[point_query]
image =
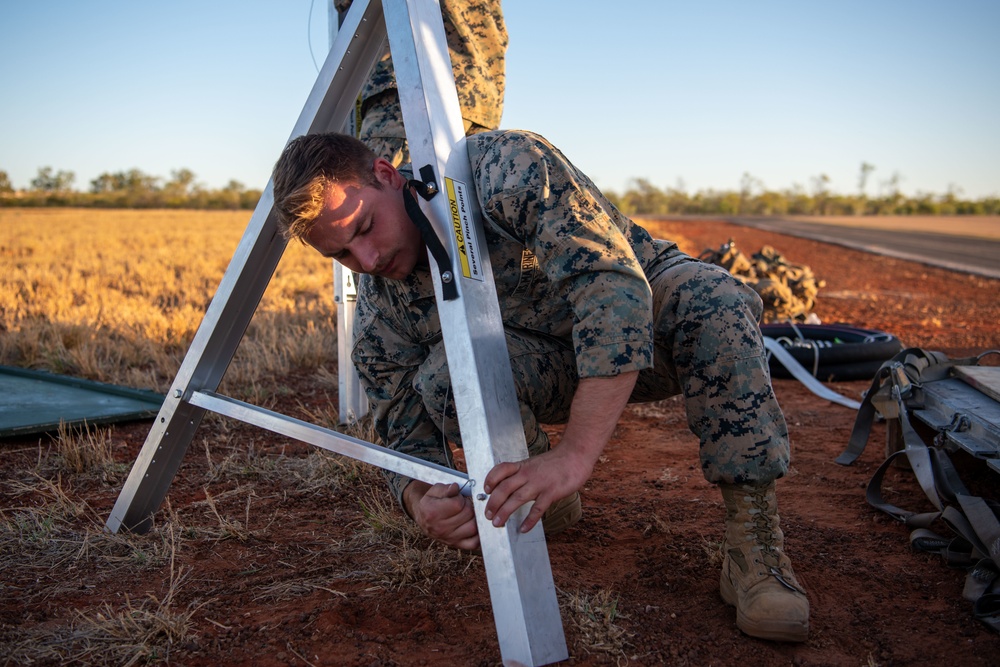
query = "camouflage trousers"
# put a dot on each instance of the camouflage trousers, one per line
(382, 128)
(708, 347)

* _TASK INSTRUCTIONS_:
Return the lines of the data above in full and exactly, with no pictures.

* _SOLVED EXERCISE_:
[point_query]
image =
query = "camouflage trousers"
# put a dot on each instance of the camouflage trousers, one per line
(382, 128)
(708, 347)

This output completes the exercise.